[Start of section]

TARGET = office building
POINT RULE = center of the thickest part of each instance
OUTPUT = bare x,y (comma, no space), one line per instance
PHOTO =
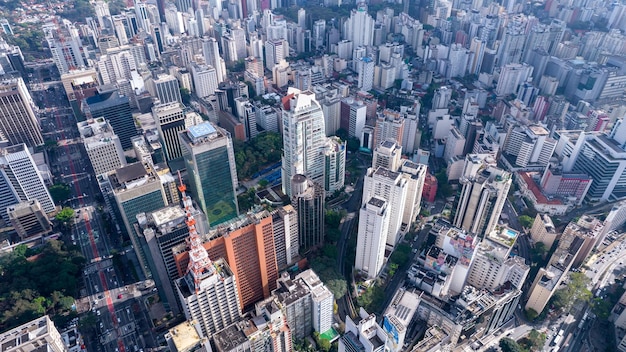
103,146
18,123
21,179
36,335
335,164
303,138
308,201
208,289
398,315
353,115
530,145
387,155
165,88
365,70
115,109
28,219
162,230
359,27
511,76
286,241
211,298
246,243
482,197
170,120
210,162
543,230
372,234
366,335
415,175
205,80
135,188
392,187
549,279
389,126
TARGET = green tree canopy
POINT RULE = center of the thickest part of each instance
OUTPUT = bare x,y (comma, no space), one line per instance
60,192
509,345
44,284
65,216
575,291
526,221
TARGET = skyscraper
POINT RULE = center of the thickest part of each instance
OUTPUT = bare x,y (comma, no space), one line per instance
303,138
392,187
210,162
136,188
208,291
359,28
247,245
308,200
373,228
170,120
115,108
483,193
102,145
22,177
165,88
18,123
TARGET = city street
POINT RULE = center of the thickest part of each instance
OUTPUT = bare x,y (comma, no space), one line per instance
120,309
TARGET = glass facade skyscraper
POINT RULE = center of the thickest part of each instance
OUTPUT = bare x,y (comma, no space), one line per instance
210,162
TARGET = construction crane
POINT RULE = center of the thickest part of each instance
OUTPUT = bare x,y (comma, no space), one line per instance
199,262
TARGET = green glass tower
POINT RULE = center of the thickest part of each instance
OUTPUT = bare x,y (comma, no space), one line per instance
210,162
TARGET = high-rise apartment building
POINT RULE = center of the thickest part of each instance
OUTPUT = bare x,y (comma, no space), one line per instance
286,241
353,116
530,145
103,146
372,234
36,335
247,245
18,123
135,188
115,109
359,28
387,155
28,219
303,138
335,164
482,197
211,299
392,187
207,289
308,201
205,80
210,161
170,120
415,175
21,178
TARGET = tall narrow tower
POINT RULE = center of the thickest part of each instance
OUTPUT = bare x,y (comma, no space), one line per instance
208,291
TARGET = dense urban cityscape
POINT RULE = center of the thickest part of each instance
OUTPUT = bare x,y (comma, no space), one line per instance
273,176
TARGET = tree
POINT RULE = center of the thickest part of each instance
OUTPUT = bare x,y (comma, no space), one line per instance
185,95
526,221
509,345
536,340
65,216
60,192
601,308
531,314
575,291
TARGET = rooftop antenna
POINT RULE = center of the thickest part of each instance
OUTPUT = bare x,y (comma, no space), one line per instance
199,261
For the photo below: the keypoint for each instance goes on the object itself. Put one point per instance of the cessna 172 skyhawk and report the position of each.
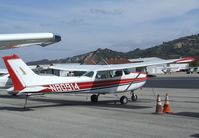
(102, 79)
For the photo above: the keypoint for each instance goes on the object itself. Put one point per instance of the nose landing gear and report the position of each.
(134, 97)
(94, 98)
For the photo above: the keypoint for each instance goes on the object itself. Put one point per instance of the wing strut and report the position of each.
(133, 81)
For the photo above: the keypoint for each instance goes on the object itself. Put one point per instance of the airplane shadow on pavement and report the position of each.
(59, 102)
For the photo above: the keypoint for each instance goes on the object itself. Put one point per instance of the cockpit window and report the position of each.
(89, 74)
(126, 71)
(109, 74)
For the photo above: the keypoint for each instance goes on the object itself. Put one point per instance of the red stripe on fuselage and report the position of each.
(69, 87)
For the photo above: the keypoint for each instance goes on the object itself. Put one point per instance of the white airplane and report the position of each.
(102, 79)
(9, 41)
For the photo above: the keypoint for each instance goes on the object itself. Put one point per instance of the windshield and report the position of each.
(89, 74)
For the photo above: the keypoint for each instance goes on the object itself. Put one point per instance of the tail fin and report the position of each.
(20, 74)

[End of section]

- **What needs to be done**:
Return each line above word for word. Skip the pictures.

- **Output**:
TARGET = office building
POINT RULE = center of the thickest part of each instance
OUTPUT = bare x,y (comma, no space), one line per instance
PHOTO =
103,146
18,123
21,179
36,335
335,164
303,138
308,201
208,289
398,315
353,115
530,145
387,155
165,88
365,70
115,109
28,219
162,230
359,27
511,76
286,241
211,298
246,243
482,197
170,120
210,162
543,230
372,234
366,335
415,175
205,80
135,188
392,187
549,279
389,126
TARGET = green tree canopy
POINT RULE = center of the thickest part of each instance
OUTPUT = bare x,y (comma, no space), one line per instance
60,192
509,345
44,284
65,216
575,291
526,221
TARGET = skyscraper
POINT RULE = center of the thickest part of each instance
OUTPUT = bare x,y (comma, no space), one line per instance
303,138
392,187
210,162
136,188
208,291
359,28
247,245
308,200
373,228
170,120
115,108
483,193
102,145
22,177
165,88
18,123
TARGET = city street
POINT RULE = center of the thickest part of each instance
OUTPUT = bare x,y (comma, no space), one line per instance
120,309
TARGET = glass facade skyscraper
POINT RULE = center of the thickest part of each instance
OUTPUT = bare x,y (comma, no space), one line per instance
210,162
TARGET = construction crane
POINT RULE = center of the thickest part of each instance
OUTPUT = bare x,y (comma, no space), one line per instance
199,262
TARGET = green glass tower
POINT RULE = center of the thickest part of each instance
OUTPUT = bare x,y (comma, no space), one line per instance
210,162
TARGET = high-rise apartment building
POINT RULE = center of the thickest part of each instance
OUTPUT = bare x,y (comma, no space), one line per instance
286,241
353,116
530,145
103,146
372,234
36,335
247,245
18,123
135,188
115,109
359,28
387,155
28,219
303,138
335,164
482,197
211,299
392,187
207,289
308,201
205,80
210,161
170,120
415,175
21,178
TARGET = tall narrow tower
POINT RULE = center of the thickest part of each instance
OUTPUT = bare x,y (comma, no space), one line per instance
208,291
TARGET = dense urban cityscape
POINT RULE = center of the thickest part of each instance
OUTPUT = bare x,y (comma, no space), one line per instance
273,176
TARGET = tree
POINT RULE = center of the thickest part of each instance
OUTPUT = bare x,y (comma, no space), one line per instance
185,95
526,221
509,345
536,340
65,216
60,192
601,308
531,314
575,291
TARGET = rooftop antenna
POINT RULE = center of the thickest part of each instance
OUTPUT = bare x,y (comma, no space), one line per instance
199,261
For the photo below: the keypoint for each instance goes on the object itself. Put one point per instance of the cessna 172 skyhawk and report the position of each.
(102, 79)
For the photo above: the keypoint for each instance goes on the object itself. Put one point per instance of the nose landing gear and report the position of each.
(134, 97)
(94, 98)
For the photo above: the keypoint for each instance goes on the object itself. Put one point per instance of the wing strut and report the position of each.
(133, 81)
For the photo above: the keypoint for each instance goes on the object itself. Put one point per instance of the airplane shadow on pavement and report the position of each.
(59, 102)
For the photo above: the keypoint for each instance goes on the object itself. Put one point per instance of the cockpit window and report the position of each.
(89, 74)
(126, 71)
(109, 74)
For the photo above: the keypoint for each instance goes on the object itself. Put one point per instance of the red stripe on fuselage and report the position of each.
(69, 87)
For the photo above: the keypoint for each instance goes on the object itself. Put one point per instance of the white airplane and report the position of each.
(102, 79)
(9, 41)
For the photo above: the keypoint for each instance goes on the object itself. Put one point per instance of the windshield and report the position of each.
(89, 74)
For the photo above: the keypoint for each instance goes on the object itself. Put one point per instance of the tail fin and report the position of each.
(20, 74)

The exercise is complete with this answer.